Attraverso il ‘Mercato dei cavalli’, che l’artista non ebbe paura di esporre anche se incompleto, si avvicinò in un certo senso alla pittura storica, per le dimensioni e per la concitazione drammatica della scena. Secondo i critici del “Salon” la sua opera apparteneva alla grande scuola e andava esaminata a parte, perché rivelava studi scrupolosi e rare qualità di disegnatrice e di colorista. Dopo la chiusura del “Salon” del 1853, Rosa Bonheur espose quello che sarebbe diventato il suo capolavoro a Gand nel 1854 poi a Bordeaux, sua città natale e quando il dipinto fu completato, fu presentato all'’Esposizione Universale” di Parigi del 1855 dove ottenne un riconoscimento universale.
Con questo colpo magistrale l'artista, dichiarando di essersi trovata improvvisamente e follemente all'apice della sua carriera, si impose sia per le dimensioni della tela, un formato fino ad allora riservato alla pittura di Storia, appannaggio degli uomini, sia per la violenza del soggetto prescelto.
Rosa Bonheur vendette “Il mercato dei cavalli” a ‘Ernest Gambart’, per 40.000 franchi, una cifra enorme per il mercato d’Arte di allora, si pensi che quasi solo con questa vendita la pittrice acquistò un castello con una vasta tenuta presso Fontainebleau
Gambart era un mercante d’Arte e gallerista belga con sede a Londra, grazie al quale la fama di Rosa oltrepassò i confini di Parigi e della Francia.
Per trovare un acquirente, Gambart espose nel 1855 il “Mercato dei cavalli” nella sua Galleria francese, poi nelle principali città del Regno Unito, poi negli Stati Uniti dove, dopo varie compravendite, nel 1887 fu infine acquistato dal ricco uomo di affari americano “Cornelius Vanderbilt II” per 268.000 franchi, oltre sei volte di più di quanto era stato comprato da Gambart, che lo donò al “Metropolitan Museum” di New York dove oggi è esposto.
Quest’opera fu riprodotta su numerosi supporti tra cui perfino la carta da parati, segnando la definitiva conferma della notorietà americana di Rosa Bonheur.
Questa grande tela, raffigurazione della pura potenza animale, è ispirata al mercato dei cavalli di Parigi e mostra la scena in cui si vendono cavalli da tiro, in particolare della razza ‘Percheron’.
Questi magnifici animali bianchi maculati sono i cavalli più forti e più conosciuti fra le razze equine francesi allevati per trasportare grandi pesi.
Anatomicamente caratterizzati da collo forte, da lombi corti e larghi, da una groppa vigorosa, dalla testa piccola, da gambe sottili, da mantello grigio trota e da andature nervose, erano inizialmente allevati per la loro capacità di spostare rapidamente veicoli trainati da cavalli al trotto ed erano massicciamente impiegati per l'ufficio postale e dalla società ‘Omnibus” che forniva un regolare servizio di trasporto pubblico.
Abituati a trainare carichi sempre più pesanti a passo e al trotto, questi cavalli erano usati anche nei lavori agricoli e nell'aratura.

# # # #

**Attività da svolgere**
[1] Secondo il brano proposto, per quale somma Rosa Bonheur vendette "Il mercato dei cavalli" a Ernest Gambart?
[2] Citi dal brano proposto il passo compreso fra "Anatomicamente caratterizzati da" e "di trasporto pubblico.".

**Dati grezzi**
# # # #

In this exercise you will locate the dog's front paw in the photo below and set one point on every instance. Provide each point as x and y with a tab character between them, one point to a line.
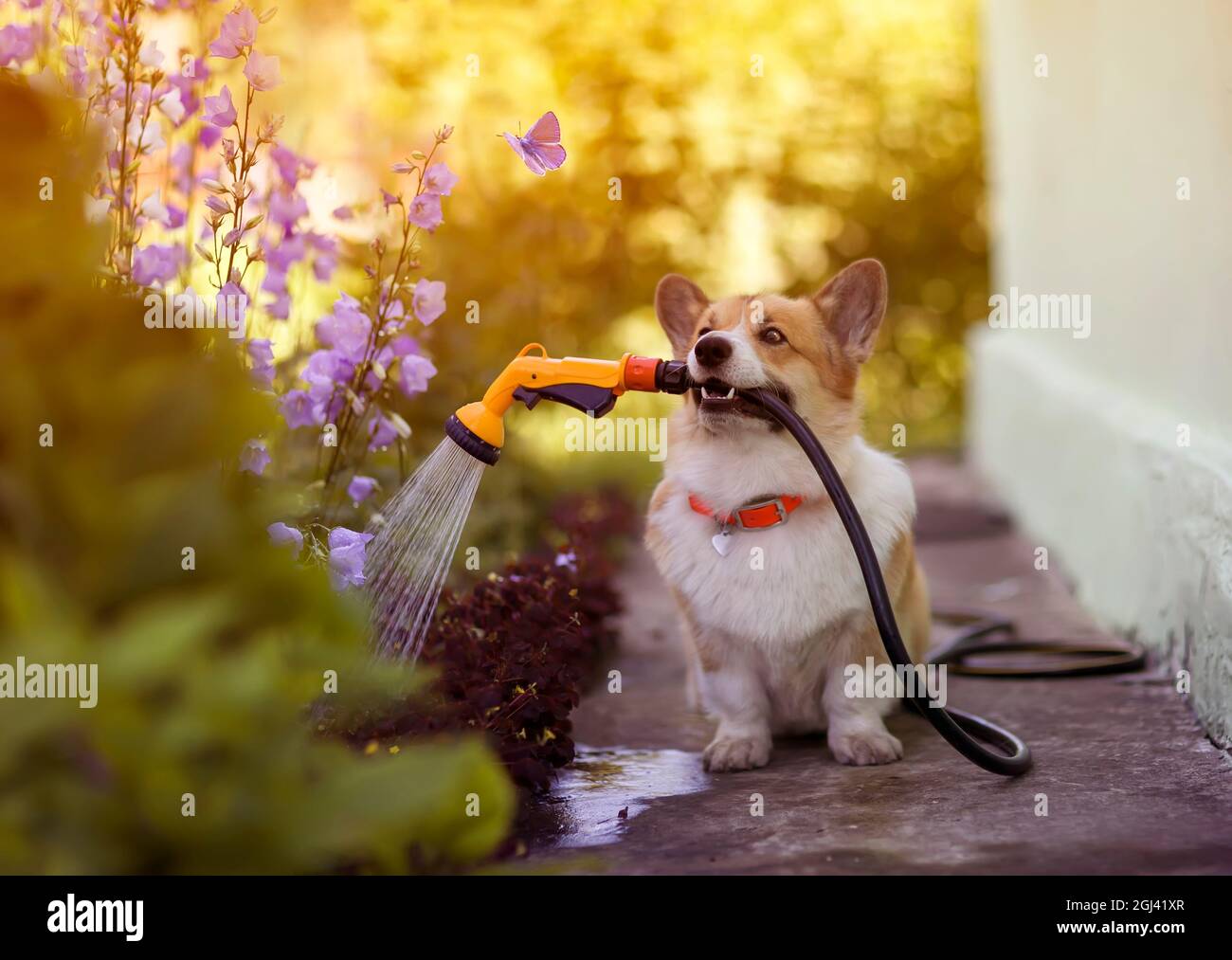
865	747
727	754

# # # #

**Risposte ai compiti**
[1] Per 40.000 franchi.

[2]
Anatomicamente caratterizzati da collo forte, da lombi corti e larghi, da una groppa vigorosa, dalla testa piccola, da gambe sottili, da mantello grigio trota e da andature nervose, erano inizialmente allevati per la loro capacità di spostare rapidamente veicoli trainati da cavalli al trotto ed erano massicciamente impiegati per l'ufficio postale e dalla società ‘Omnibus” che forniva un regolare servizio di trasporto pubblico.